▸ **PROBLEM REQUIREMENTS**
Reproduce the line containing "Target: small plate" in the listing below, then every later line up to the end, precisely as written.

▸ **TASK DATA**
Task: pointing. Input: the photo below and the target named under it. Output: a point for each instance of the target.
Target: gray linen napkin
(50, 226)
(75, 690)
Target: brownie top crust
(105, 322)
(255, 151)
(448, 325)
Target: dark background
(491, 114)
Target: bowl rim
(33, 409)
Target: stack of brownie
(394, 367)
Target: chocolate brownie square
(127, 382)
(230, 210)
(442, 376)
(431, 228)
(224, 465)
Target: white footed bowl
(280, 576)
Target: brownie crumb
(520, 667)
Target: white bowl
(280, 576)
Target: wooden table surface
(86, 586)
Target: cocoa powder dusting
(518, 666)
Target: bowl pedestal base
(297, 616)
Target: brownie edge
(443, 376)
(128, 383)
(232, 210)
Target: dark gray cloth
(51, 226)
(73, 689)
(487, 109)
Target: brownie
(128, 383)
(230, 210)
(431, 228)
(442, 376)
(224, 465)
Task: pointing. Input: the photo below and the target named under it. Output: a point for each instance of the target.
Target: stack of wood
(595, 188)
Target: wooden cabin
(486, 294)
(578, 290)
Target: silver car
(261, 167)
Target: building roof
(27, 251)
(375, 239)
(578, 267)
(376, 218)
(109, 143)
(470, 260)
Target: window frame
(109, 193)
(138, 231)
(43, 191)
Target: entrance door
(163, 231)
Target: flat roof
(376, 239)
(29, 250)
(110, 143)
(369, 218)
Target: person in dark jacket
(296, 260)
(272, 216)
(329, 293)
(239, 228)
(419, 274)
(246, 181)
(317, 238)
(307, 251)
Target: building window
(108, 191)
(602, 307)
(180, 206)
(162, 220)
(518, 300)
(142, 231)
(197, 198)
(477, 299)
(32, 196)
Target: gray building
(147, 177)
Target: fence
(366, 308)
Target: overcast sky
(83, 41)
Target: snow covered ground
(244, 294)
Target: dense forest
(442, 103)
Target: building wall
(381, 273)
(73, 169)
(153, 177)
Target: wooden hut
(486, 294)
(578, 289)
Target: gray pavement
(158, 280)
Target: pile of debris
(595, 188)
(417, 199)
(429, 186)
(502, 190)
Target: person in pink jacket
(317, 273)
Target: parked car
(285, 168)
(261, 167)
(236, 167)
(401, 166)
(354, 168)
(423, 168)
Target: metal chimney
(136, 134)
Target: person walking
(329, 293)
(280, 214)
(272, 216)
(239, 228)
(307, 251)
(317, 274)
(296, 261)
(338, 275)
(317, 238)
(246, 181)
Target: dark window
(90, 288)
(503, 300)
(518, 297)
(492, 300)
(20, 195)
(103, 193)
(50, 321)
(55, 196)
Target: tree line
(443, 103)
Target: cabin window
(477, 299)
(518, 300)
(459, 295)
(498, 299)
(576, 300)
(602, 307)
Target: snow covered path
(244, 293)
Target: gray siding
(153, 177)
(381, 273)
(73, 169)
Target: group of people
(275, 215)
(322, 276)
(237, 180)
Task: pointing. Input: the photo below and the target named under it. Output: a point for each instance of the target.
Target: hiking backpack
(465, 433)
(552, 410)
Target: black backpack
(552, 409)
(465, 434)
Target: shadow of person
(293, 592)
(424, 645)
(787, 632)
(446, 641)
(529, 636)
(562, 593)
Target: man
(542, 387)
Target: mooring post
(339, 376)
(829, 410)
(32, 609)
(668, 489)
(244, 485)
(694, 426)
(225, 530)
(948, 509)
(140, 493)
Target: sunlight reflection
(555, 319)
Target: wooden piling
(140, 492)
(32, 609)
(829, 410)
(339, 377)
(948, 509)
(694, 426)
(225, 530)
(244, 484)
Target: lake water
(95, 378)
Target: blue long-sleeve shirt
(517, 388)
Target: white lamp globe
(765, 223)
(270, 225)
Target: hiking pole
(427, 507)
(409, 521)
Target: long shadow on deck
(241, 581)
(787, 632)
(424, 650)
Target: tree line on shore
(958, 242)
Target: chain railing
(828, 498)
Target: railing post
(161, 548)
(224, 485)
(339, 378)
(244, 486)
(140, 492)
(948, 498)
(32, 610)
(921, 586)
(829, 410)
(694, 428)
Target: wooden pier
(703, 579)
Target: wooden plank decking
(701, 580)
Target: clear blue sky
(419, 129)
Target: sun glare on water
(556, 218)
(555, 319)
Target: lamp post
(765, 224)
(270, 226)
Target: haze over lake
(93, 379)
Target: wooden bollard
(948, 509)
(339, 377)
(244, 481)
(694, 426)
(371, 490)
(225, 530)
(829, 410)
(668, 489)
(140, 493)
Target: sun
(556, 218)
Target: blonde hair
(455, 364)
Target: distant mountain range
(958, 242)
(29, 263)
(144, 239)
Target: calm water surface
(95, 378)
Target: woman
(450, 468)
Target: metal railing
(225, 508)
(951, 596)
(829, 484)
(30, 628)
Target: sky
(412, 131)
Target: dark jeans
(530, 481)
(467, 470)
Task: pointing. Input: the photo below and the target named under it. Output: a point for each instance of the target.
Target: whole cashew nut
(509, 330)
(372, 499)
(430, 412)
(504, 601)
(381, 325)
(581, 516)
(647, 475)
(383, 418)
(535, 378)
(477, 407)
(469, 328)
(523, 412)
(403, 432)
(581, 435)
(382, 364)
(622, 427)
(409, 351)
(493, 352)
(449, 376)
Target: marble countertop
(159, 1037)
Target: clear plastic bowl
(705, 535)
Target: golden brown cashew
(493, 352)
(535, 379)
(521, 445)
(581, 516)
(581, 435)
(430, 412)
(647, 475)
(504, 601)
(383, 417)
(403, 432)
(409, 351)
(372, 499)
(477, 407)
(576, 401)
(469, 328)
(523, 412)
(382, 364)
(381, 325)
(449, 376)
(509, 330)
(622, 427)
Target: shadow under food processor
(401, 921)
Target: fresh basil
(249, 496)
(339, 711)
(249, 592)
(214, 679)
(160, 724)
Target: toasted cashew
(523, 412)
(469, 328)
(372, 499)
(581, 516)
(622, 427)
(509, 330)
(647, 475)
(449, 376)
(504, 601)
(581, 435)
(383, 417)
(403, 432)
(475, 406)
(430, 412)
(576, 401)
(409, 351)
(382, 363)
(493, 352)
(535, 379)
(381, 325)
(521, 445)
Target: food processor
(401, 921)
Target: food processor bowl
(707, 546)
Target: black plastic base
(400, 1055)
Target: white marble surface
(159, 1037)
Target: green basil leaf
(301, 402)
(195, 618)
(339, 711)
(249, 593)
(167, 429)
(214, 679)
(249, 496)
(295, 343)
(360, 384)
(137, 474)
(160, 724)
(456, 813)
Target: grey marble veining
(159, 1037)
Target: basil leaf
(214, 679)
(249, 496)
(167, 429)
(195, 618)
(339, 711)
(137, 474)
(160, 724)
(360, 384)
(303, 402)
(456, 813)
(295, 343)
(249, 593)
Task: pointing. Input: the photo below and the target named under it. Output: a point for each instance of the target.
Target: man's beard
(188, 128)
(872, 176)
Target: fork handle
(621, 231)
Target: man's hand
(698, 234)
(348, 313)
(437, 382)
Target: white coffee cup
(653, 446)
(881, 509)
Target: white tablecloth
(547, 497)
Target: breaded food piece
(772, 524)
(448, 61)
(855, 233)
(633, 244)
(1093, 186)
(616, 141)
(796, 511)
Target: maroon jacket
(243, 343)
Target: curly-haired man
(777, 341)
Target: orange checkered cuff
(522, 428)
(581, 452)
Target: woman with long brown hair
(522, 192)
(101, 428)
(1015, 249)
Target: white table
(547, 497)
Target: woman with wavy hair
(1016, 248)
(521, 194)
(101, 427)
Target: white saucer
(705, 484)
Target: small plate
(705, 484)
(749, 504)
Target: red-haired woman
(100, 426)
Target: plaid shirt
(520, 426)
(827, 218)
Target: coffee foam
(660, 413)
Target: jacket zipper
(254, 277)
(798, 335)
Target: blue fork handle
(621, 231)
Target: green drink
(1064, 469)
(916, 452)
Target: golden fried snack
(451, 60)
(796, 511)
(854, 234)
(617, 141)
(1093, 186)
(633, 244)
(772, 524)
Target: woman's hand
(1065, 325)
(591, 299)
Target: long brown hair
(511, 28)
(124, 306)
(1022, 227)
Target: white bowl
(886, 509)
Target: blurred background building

▸ **EXPECTED ANSWER**
Target: small plate
(705, 484)
(749, 504)
Target: red-haired woman
(100, 426)
Target: plaid shirt
(520, 426)
(827, 218)
Target: coffee foam
(660, 413)
Target: jacket zipper
(254, 277)
(798, 335)
Target: blue fork handle
(621, 231)
Target: green drink
(1064, 469)
(916, 452)
Target: golden fried snack
(451, 60)
(796, 511)
(854, 234)
(617, 141)
(1093, 186)
(633, 244)
(772, 524)
Target: woman's hand
(1065, 325)
(591, 299)
Target: long brown hair
(511, 28)
(124, 306)
(1022, 227)
Target: white bowl
(886, 509)
Target: blurred background building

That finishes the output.